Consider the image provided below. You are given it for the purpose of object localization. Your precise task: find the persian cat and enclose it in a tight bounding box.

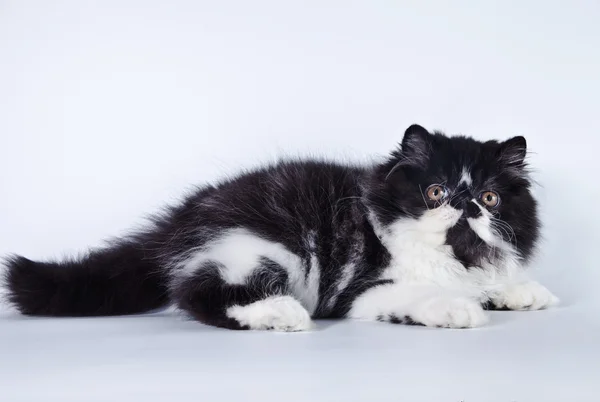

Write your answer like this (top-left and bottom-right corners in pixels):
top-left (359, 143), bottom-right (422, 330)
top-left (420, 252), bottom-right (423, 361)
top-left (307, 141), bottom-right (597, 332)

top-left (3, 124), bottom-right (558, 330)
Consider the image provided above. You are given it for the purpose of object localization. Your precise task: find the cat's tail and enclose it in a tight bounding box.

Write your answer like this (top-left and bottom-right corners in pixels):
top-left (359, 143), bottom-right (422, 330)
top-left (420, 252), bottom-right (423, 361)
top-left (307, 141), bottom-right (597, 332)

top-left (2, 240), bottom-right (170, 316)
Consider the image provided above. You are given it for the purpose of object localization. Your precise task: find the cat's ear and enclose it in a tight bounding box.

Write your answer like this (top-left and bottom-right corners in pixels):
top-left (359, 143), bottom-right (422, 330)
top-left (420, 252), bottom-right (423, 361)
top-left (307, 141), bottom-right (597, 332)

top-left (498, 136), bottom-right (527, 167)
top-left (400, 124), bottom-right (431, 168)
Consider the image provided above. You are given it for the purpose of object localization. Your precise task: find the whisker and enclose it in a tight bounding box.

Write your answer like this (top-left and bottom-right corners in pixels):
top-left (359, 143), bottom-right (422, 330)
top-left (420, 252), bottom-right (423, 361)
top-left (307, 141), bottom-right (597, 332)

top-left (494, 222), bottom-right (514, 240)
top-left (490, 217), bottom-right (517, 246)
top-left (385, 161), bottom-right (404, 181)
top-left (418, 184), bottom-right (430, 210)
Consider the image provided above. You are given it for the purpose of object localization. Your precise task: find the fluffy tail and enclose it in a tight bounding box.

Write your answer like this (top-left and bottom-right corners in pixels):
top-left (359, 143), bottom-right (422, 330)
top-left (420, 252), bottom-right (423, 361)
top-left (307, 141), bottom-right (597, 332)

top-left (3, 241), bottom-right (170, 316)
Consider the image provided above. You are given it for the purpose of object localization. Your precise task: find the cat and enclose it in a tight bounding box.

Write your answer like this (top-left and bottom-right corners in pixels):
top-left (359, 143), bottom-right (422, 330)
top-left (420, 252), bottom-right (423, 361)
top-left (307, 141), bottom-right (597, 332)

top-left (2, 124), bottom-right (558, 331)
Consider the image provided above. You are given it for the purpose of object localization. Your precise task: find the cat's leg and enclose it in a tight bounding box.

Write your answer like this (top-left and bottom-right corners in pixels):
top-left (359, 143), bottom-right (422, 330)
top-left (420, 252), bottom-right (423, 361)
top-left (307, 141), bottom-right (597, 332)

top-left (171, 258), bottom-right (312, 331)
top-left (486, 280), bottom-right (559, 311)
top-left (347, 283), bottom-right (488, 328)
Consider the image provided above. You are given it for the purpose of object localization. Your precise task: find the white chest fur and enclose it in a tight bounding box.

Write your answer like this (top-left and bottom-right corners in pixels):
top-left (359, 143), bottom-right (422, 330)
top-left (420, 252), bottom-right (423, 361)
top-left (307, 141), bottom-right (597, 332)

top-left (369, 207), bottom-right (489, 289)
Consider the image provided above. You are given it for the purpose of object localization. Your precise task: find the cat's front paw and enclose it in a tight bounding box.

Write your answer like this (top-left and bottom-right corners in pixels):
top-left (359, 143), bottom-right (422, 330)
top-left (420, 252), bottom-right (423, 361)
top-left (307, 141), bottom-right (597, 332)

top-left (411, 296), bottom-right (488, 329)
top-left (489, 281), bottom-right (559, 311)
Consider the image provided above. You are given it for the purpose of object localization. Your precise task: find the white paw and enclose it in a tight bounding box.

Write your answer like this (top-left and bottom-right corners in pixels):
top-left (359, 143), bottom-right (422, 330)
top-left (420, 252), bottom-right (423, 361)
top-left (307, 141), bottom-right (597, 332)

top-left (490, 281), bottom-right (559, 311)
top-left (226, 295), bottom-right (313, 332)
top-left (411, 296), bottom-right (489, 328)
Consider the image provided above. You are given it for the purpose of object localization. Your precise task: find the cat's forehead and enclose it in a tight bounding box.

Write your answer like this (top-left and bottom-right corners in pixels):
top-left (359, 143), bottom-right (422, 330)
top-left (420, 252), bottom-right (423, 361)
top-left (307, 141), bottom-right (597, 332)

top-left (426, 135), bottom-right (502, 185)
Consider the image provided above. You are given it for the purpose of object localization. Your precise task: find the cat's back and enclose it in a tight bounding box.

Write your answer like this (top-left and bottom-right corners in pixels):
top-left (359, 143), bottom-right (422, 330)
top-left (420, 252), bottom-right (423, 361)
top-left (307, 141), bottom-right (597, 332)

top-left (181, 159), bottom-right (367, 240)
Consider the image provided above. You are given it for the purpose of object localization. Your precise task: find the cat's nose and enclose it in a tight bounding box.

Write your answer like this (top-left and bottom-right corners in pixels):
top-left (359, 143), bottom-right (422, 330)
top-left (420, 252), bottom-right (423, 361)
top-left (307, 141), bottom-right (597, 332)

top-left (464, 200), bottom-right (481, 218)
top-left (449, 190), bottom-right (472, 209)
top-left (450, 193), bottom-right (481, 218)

§ Directions for this task
Give back the material above exactly, but without its images.

§ Answer space
Consider the image provided below. You are given it for the purpose of object localization. Your precise task: find the persian cat and enclose it in a tight bounding box.


Write your answer like this (top-left and bottom-right corners in pixels):
top-left (359, 143), bottom-right (422, 330)
top-left (420, 252), bottom-right (423, 361)
top-left (307, 141), bottom-right (597, 332)

top-left (3, 124), bottom-right (558, 330)
Consider the image provided above. You are given it for the purpose of object localization. Your precise task: find the cat's tail and enclose it in a tight bounding box.

Write your answer like this (top-left and bottom-right corners in pixels):
top-left (359, 143), bottom-right (422, 330)
top-left (420, 252), bottom-right (423, 361)
top-left (307, 141), bottom-right (597, 332)

top-left (2, 240), bottom-right (170, 316)
Consider the image provided above. You are given it for the purpose of object localization. Your precise task: find the cat's ear and enclose it in a tight bounding box.

Write your answer like this (top-left and bottom-right corners in pixels):
top-left (359, 143), bottom-right (422, 330)
top-left (420, 252), bottom-right (423, 361)
top-left (307, 141), bottom-right (597, 332)

top-left (498, 136), bottom-right (527, 167)
top-left (400, 124), bottom-right (431, 168)
Consider the image provided above. You are given it for the purpose of object localization. Your precise task: find the whisker and enclose it in a tight bounding box.

Write your answer like this (top-left and bottom-right corners in pixels):
top-left (359, 143), bottom-right (422, 330)
top-left (420, 252), bottom-right (423, 361)
top-left (307, 141), bottom-right (597, 332)

top-left (494, 222), bottom-right (514, 240)
top-left (490, 217), bottom-right (517, 246)
top-left (385, 161), bottom-right (404, 181)
top-left (418, 184), bottom-right (430, 210)
Consider the image provided above. You are given it for the purpose of object localization. Your precise task: find the fluffy tail and enclose it in a tight bounding box.

Write your answer like this (top-left and bottom-right corners in pixels):
top-left (359, 143), bottom-right (422, 330)
top-left (420, 252), bottom-right (423, 361)
top-left (307, 141), bottom-right (597, 332)

top-left (3, 241), bottom-right (170, 316)
Consider the image provided above. You are given it for the purpose of object localization. Your precise task: find the cat and enclose it in a tight bounding box.

Write your answer like this (top-left and bottom-right corners in pixels):
top-left (359, 143), bottom-right (422, 330)
top-left (420, 252), bottom-right (423, 361)
top-left (307, 141), bottom-right (597, 332)

top-left (2, 124), bottom-right (558, 331)
Consider the image provided above. You are given it for the purpose of object localization. Your precise task: find the cat's leg and enclose it in a tight bounding box.

Write your answer like this (top-left and bottom-right corners in pixels):
top-left (359, 143), bottom-right (422, 330)
top-left (420, 252), bottom-right (423, 361)
top-left (307, 141), bottom-right (597, 332)

top-left (171, 258), bottom-right (312, 331)
top-left (486, 280), bottom-right (559, 311)
top-left (347, 283), bottom-right (488, 328)
Consider the image provided above. You are given it for the purpose of object localization. Your precise task: find the white chest fur and enclose it in a tight bounding box.

Write your answer like this (top-left and bottom-right corners in pixels):
top-left (359, 143), bottom-right (422, 330)
top-left (420, 252), bottom-right (423, 361)
top-left (307, 141), bottom-right (597, 332)

top-left (369, 207), bottom-right (489, 289)
Consider the image provided above. You are given it for the purpose of object localization. Your precise task: find the cat's front paw and enclose it in a tight bounding box.

Write your answer like this (top-left and bottom-right corners in pixels):
top-left (359, 143), bottom-right (422, 330)
top-left (420, 252), bottom-right (423, 361)
top-left (307, 141), bottom-right (597, 332)

top-left (411, 296), bottom-right (488, 329)
top-left (489, 281), bottom-right (559, 311)
Consider the image provided above. You are given it for the purpose of object localization. Your precise task: find the white paw and enclose it in a tight bounding box.

Write your answer like this (top-left and bottom-right corners in pixels):
top-left (359, 143), bottom-right (422, 330)
top-left (420, 252), bottom-right (423, 361)
top-left (307, 141), bottom-right (597, 332)

top-left (490, 281), bottom-right (559, 311)
top-left (226, 295), bottom-right (313, 332)
top-left (411, 296), bottom-right (489, 328)
Consider the image provided above. You are given it for the purpose of object localization. Your precise task: find the cat's forehead and enclose it in a tight bounding box.

Write your answer like this (top-left and bottom-right corners in pixels):
top-left (359, 143), bottom-right (422, 330)
top-left (420, 252), bottom-right (423, 361)
top-left (307, 141), bottom-right (597, 332)

top-left (426, 135), bottom-right (502, 185)
Consider the image provided above. You are given it for the purpose of object localization. Your precise task: find the cat's back and enclose it in a tight bounding box.

Write your answer like this (top-left and bottom-right corners in pixels):
top-left (359, 143), bottom-right (422, 330)
top-left (420, 252), bottom-right (423, 361)
top-left (307, 141), bottom-right (597, 332)

top-left (181, 159), bottom-right (367, 240)
Consider the image provided above. You are given it for the purpose of object localization. Your precise task: find the cat's nose and enclose it in a tight bounding box.

Write your answer like this (top-left and bottom-right corners in pixels):
top-left (359, 143), bottom-right (422, 330)
top-left (420, 252), bottom-right (423, 361)
top-left (307, 141), bottom-right (597, 332)

top-left (464, 200), bottom-right (481, 218)
top-left (449, 190), bottom-right (472, 209)
top-left (450, 193), bottom-right (481, 218)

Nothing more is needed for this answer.